Work item: Every record gets copied exactly, and no picture goes with it.

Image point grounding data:
--------

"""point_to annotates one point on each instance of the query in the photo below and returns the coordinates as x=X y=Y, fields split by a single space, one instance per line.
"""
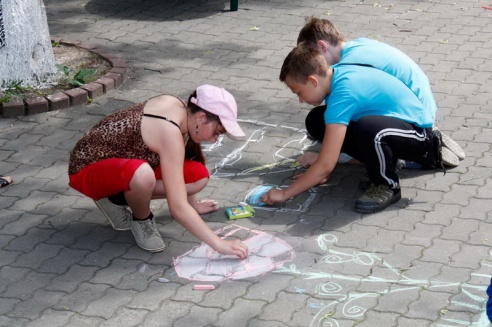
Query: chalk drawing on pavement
x=266 y=252
x=342 y=304
x=240 y=159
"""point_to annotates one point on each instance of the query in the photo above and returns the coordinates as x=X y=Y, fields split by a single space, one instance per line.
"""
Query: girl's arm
x=167 y=141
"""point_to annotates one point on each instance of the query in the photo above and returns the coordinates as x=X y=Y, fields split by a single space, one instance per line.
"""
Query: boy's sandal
x=5 y=182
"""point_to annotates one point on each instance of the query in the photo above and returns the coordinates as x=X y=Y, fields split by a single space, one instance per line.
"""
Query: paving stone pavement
x=424 y=261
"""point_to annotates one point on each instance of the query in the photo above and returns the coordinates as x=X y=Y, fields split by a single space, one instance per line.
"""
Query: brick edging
x=117 y=76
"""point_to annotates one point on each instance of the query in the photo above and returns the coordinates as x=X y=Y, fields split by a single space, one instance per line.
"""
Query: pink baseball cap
x=218 y=101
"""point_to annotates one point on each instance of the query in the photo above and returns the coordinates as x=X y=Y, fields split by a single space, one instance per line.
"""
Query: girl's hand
x=273 y=196
x=324 y=180
x=205 y=206
x=233 y=247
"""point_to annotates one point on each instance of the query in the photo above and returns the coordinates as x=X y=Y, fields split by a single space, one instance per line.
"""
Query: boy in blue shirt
x=323 y=35
x=371 y=115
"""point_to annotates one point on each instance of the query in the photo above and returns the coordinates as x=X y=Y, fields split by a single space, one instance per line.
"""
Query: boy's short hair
x=302 y=62
x=319 y=29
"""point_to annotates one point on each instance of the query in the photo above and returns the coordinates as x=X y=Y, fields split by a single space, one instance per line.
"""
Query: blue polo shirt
x=394 y=62
x=358 y=91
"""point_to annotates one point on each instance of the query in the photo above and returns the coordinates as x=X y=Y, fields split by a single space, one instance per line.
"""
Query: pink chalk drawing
x=266 y=252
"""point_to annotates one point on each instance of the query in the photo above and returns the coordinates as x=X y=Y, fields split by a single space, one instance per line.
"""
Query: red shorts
x=112 y=176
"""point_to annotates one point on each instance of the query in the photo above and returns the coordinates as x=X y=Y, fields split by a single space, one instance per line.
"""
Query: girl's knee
x=194 y=171
x=193 y=188
x=144 y=177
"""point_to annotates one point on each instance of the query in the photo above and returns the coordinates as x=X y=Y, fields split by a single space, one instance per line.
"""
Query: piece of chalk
x=203 y=287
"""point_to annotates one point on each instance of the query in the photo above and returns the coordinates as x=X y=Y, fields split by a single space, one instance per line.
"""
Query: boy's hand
x=205 y=206
x=233 y=247
x=308 y=159
x=273 y=196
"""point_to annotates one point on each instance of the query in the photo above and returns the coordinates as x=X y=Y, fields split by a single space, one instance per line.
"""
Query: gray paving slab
x=424 y=261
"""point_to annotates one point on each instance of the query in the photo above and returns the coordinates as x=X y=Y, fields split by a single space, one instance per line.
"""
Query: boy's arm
x=320 y=170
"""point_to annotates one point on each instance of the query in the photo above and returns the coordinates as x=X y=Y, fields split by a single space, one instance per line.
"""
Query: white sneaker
x=448 y=158
x=118 y=216
x=146 y=235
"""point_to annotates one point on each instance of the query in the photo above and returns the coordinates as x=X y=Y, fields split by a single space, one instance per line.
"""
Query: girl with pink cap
x=152 y=151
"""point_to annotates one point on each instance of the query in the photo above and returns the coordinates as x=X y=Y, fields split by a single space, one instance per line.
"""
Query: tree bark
x=26 y=54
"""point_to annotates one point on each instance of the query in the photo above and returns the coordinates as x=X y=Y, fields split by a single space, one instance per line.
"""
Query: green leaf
x=76 y=82
x=83 y=73
x=64 y=69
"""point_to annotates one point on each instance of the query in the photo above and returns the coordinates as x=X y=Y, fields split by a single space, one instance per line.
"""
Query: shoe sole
x=449 y=143
x=105 y=215
x=153 y=250
x=448 y=158
x=377 y=208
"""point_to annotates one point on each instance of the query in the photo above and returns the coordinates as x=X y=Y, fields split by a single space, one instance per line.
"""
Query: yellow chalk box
x=242 y=211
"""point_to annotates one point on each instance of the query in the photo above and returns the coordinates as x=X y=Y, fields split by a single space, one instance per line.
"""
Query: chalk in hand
x=254 y=196
x=203 y=287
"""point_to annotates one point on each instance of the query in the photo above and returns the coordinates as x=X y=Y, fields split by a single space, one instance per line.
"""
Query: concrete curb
x=113 y=79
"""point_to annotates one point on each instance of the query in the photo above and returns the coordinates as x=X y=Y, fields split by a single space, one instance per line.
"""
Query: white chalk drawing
x=230 y=162
x=266 y=252
x=351 y=304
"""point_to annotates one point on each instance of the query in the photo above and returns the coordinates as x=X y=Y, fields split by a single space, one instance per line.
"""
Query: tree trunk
x=26 y=54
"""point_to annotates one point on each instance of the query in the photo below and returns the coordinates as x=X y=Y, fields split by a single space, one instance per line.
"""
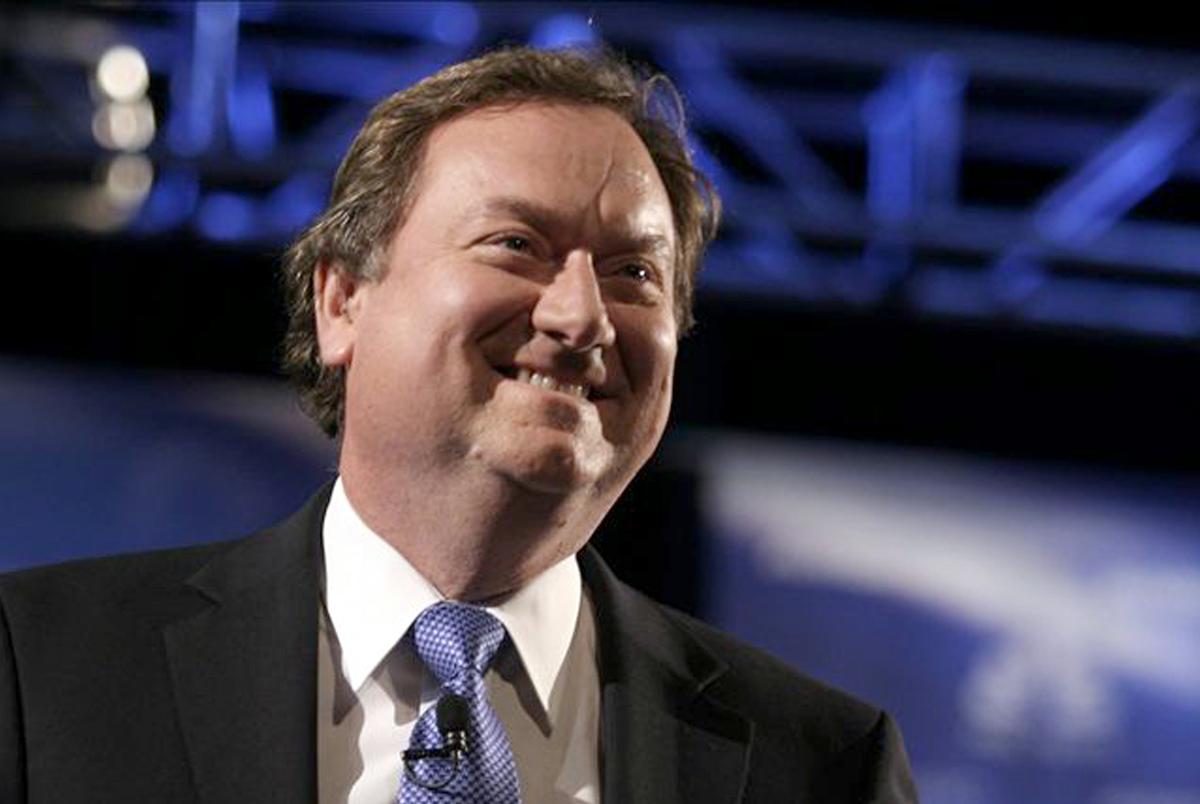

--------

Answer for the task:
"""point_to annotates one point on each instance of the query in the photo below and returns the coordinates as x=X y=Y, fields split by a single space, one instance per line.
"""
Query: chalk drawing on pavement
x=266 y=252
x=342 y=304
x=240 y=159
"""point_to annotates one point on each instance of the query in the photo above and returns the coordinates as x=X y=Y, fields split by a single space, one instance per line.
"""
Query: girl's arm
x=167 y=141
"""point_to annotates one point on each instance of the query in the photo above and returns the coordinates as x=X y=Y, fields split by a single space, one instance per line.
"""
Query: boy's sandal
x=5 y=182
"""point_to annotates one point on each instance of the query in the photo above and returns the coordinates as x=X y=Y, fields split by a single space, one instance per line.
"""
Query: paving stone pavement
x=424 y=261
"""point_to annotates one point on each instance of the query in the photo above and returns the coordinates as x=X y=Y, fields split by a single space, one instance per line.
"""
Query: brick edging
x=117 y=76
"""point_to annotates one point on each instance of the query in the photo above and returns the coordinates as x=X y=Y, fields split by a single space, one instance per line.
"""
Query: pink baseball cap
x=218 y=101
"""point_to annotates one point on each instance of the query in the photo above and returns the coordinates as x=X y=Y, fields split by a single space, one instance per line.
"""
Query: girl's hand
x=273 y=196
x=324 y=180
x=205 y=206
x=233 y=247
"""point_to annotates one point on each instance of the query in the photo above and returns the coordinates as x=X y=Y, fields split by a single space, one instance per line.
"""
Query: boy in blue shirt
x=323 y=35
x=371 y=115
"""point_to annotates one point on each instance of the query in the photo above and returns the coordinates as x=X y=Y, fields split by a single space, one instance per line.
"""
Query: boy's short hair
x=302 y=62
x=319 y=29
"""point_to annotates one point on each instance of the query in the photo above and returns the coordinates as x=X y=Y, fields split by a single space, one instance per line.
"""
Query: blue polo shirt
x=394 y=62
x=358 y=91
"""point_to annotates one point on each instance of the query in the photo above and returns the coordinates as x=X y=Y, fields split by a single space, one instance per line.
"""
Query: pink chalk drawing
x=266 y=252
"""point_to annotates one point on each instance of the query in the photo above and returns the coordinates as x=X y=Y, fields split by a single space, one instance per line.
"""
Query: red shorts
x=112 y=176
"""point_to annotates one point on each instance of the query in the photo above and returns the coordinates as x=X y=Y, fields split by a single space, one instance per line.
"""
Query: girl's knee
x=194 y=171
x=193 y=188
x=144 y=177
"""point_to annotates one point on each instance of the query in the photo above and returns the coordinates as x=X y=Y, fields split by a single space, one instance per line.
"""
Query: piece of chalk
x=203 y=287
"""point_to annotates one point on each instance of the query in the photo above and returns the coordinates as x=X y=Y, fields split by a single space, one instance per line.
"""
Query: boy's hand
x=205 y=206
x=233 y=247
x=308 y=159
x=273 y=196
"""point_to annotates one point on each instance of the query in the photo above and returns the coordinates as x=X y=Y, fields split by a single space, one instance per line.
"""
Query: gray paving slab
x=424 y=261
"""point_to annotates one point on each instance of the query in the photo above and returns the coordinates as x=X y=Y, fields split by a single space, one instance per line.
"""
Query: boy's arm
x=320 y=170
"""point_to annotates one point on each instance of the query in the photo above and returns the coordinates as x=X y=Y, fields split by a single space, one instance per line.
"""
Query: white sneaker
x=448 y=158
x=118 y=216
x=146 y=235
"""point_to annotates one point on each instance of the query in the photo above and returns the coordinates as x=X y=Y, fields split by a single space, one instance per line.
"""
Query: girl with pink cap
x=152 y=151
"""point_to annotates one point on each instance of the query in the photo above and returns the coordinates as x=X y=Y, fields split by a single space, one instance per line.
"""
Query: tree bark
x=26 y=54
"""point_to annotates one point on each instance of the query in the photo above and returns the coordinates as x=X y=Y, fields split by a single space, one instance per line.
"""
Query: green leaf
x=76 y=82
x=83 y=73
x=64 y=69
"""point_to annotates one point on each instance of the query in the photo above and returns the coordinates as x=X y=Y, fields split by a single space, one instance per line.
"""
Query: shoe sole
x=449 y=143
x=105 y=215
x=153 y=250
x=448 y=158
x=377 y=208
"""point_to annotates one point on each instance of the query in the photo above and returns the coordinates as x=X y=Y, fields split by a single space, one instance per line.
"""
Query: yellow chalk box
x=242 y=211
"""point_to annotates one point on each instance of the query in the photo above and returns the coordinates as x=X y=Y, fields split by a single space, one instance per line.
"""
Query: chalk in hand
x=254 y=196
x=203 y=287
"""point_to annotates one point on each instance of the query in the photo above and returns the coordinates as x=X y=Y, fields split by a single space, one instance per line.
"""
Query: concrete curb
x=113 y=79
"""point_to annotates one point on each instance of the query in the photo above and returns the coordinates as x=X y=Y, fields split by a single space, one instance per line.
"""
Query: white chalk drawing
x=230 y=162
x=266 y=252
x=351 y=304
"""point_to annotates one point on each instance of the query in the photo above and returns the coordinates as x=X y=Y, fields split by a single space, one instance per line.
"""
Query: tree trunk
x=26 y=54
"""point_to annotates one point on each instance of the query in the photo below and returns the coordinates as x=X y=Y, fields split by a single space, one instance per line.
"""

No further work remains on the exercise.